Region pointing data
⁂
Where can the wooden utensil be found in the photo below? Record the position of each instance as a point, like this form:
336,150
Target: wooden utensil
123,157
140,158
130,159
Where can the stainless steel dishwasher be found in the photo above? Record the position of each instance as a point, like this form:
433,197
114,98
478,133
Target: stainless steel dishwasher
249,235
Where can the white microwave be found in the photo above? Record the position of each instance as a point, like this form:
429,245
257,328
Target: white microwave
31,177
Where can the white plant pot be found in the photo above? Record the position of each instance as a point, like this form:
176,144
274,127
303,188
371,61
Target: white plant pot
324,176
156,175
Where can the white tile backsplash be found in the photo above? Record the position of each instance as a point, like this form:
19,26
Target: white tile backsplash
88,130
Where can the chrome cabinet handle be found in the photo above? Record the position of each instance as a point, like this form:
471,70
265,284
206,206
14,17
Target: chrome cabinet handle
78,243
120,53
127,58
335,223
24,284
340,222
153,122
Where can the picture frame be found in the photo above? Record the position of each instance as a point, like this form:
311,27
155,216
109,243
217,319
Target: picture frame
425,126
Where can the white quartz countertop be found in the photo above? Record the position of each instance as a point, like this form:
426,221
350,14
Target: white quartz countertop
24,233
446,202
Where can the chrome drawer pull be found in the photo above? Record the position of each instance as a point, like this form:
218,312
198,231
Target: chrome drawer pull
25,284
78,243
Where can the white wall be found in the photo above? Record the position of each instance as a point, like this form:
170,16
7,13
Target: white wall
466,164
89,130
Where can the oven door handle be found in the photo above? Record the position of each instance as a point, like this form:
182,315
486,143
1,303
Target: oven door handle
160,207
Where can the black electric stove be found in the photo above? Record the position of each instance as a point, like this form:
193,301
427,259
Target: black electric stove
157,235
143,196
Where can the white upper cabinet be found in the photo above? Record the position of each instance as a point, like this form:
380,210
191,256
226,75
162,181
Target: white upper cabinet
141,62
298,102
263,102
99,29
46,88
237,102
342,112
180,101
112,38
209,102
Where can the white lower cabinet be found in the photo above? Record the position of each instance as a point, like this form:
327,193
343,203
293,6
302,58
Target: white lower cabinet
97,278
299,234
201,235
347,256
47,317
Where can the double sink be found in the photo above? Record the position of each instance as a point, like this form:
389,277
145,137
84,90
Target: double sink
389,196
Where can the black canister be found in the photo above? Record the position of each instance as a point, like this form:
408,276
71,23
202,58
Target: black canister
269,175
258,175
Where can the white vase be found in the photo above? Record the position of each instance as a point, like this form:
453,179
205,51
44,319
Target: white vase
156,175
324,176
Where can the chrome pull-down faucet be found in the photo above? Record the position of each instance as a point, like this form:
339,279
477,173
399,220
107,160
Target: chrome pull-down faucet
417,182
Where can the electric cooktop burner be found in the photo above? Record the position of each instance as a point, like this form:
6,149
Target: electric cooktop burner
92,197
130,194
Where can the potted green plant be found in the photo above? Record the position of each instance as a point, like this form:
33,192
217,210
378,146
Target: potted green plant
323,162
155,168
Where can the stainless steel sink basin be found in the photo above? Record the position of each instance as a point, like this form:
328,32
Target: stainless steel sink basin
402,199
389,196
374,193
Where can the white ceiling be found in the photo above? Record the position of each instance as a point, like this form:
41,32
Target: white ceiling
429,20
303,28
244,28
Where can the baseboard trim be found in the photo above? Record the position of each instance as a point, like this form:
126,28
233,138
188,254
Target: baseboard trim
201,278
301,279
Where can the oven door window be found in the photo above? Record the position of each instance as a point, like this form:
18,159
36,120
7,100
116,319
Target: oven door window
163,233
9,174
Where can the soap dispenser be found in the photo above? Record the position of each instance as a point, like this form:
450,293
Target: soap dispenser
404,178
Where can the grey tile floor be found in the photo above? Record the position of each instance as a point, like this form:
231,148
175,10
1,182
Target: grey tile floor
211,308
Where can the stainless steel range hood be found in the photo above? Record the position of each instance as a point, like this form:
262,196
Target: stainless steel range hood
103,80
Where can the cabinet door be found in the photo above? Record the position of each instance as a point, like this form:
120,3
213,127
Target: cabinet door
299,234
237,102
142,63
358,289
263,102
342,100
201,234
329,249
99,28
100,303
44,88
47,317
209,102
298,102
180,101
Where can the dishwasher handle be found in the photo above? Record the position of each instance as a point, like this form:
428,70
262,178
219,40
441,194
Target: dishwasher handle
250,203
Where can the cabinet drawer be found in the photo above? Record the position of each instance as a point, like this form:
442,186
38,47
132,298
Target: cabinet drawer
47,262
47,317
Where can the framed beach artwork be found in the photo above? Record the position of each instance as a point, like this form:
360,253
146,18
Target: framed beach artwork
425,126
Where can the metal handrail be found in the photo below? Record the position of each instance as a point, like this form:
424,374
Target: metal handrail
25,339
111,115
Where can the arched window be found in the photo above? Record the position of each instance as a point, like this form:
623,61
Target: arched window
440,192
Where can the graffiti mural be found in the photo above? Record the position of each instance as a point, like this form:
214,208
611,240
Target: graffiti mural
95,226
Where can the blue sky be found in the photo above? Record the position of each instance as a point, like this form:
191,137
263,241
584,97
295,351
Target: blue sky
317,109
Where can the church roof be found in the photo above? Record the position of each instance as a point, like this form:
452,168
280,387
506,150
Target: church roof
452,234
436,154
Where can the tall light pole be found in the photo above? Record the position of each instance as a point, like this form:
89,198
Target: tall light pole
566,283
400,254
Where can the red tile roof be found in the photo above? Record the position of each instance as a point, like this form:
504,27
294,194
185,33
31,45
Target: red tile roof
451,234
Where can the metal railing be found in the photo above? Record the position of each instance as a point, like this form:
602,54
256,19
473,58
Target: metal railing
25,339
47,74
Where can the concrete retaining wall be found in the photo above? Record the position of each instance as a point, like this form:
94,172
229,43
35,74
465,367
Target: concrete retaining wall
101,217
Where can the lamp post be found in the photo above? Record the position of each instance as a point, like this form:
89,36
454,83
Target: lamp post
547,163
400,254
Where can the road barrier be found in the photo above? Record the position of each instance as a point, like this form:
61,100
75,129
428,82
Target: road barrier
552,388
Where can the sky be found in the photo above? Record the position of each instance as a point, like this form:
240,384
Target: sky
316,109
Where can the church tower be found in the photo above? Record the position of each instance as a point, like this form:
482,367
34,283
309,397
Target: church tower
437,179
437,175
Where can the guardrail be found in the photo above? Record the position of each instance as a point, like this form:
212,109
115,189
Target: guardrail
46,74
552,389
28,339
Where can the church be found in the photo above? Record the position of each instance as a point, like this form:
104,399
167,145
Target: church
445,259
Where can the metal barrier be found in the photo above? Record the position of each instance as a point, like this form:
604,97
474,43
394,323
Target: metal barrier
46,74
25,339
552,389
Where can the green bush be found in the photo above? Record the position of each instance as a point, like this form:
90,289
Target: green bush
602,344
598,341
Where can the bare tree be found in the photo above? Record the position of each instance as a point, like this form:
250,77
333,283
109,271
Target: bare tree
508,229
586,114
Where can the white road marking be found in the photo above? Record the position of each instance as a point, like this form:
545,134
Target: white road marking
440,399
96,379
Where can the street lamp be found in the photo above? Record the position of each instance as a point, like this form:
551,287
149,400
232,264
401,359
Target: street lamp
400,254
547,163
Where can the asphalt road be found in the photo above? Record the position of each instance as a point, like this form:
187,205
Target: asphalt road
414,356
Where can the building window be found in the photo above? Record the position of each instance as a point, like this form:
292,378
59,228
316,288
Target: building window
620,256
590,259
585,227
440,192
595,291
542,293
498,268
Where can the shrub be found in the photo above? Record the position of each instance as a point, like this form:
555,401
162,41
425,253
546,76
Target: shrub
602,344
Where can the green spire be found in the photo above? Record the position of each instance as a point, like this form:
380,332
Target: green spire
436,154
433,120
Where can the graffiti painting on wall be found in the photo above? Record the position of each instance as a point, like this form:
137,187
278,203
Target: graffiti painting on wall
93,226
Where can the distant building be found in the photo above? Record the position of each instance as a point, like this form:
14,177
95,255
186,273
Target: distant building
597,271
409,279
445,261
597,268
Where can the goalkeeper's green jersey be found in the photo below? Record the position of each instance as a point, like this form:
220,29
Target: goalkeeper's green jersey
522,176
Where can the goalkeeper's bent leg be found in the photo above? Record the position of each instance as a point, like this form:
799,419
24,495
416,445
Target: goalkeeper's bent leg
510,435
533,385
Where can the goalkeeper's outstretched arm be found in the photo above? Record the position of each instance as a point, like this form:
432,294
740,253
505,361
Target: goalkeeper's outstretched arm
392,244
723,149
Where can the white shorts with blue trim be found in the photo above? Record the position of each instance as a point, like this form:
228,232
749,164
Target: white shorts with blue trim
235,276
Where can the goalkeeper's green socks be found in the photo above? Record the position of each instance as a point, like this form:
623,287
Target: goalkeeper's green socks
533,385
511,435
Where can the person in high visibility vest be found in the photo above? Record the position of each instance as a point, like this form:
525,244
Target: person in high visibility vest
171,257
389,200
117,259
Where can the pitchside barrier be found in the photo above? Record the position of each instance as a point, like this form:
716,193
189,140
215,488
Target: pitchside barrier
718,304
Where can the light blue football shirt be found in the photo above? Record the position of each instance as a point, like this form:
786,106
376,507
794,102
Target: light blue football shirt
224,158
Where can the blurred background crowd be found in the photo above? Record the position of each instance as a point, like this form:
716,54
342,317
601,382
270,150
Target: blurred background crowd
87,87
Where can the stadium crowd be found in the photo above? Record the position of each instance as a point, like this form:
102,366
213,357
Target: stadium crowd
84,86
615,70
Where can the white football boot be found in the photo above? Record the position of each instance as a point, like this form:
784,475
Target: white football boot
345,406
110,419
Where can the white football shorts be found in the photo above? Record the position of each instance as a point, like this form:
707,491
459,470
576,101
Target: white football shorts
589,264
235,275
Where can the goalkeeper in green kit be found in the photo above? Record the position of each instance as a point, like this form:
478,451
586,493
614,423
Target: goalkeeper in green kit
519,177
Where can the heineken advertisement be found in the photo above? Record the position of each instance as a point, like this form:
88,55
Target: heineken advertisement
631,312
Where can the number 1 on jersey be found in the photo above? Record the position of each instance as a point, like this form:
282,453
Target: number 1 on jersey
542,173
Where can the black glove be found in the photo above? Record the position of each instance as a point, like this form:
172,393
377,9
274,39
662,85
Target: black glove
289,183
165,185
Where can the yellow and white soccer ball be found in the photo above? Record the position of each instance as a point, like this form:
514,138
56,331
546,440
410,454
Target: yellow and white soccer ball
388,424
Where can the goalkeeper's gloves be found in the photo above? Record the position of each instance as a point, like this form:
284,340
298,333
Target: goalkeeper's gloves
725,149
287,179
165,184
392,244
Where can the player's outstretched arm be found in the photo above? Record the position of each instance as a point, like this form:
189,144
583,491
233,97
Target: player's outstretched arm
⁂
THE PROBLEM
Starting from the records above, copy each line where the string "player" is found.

ANSWER AREA
Where can the player's outstretched arm be found in the photo above? Record the position of each instance as a point, like this form:
Target: player's outstretched arm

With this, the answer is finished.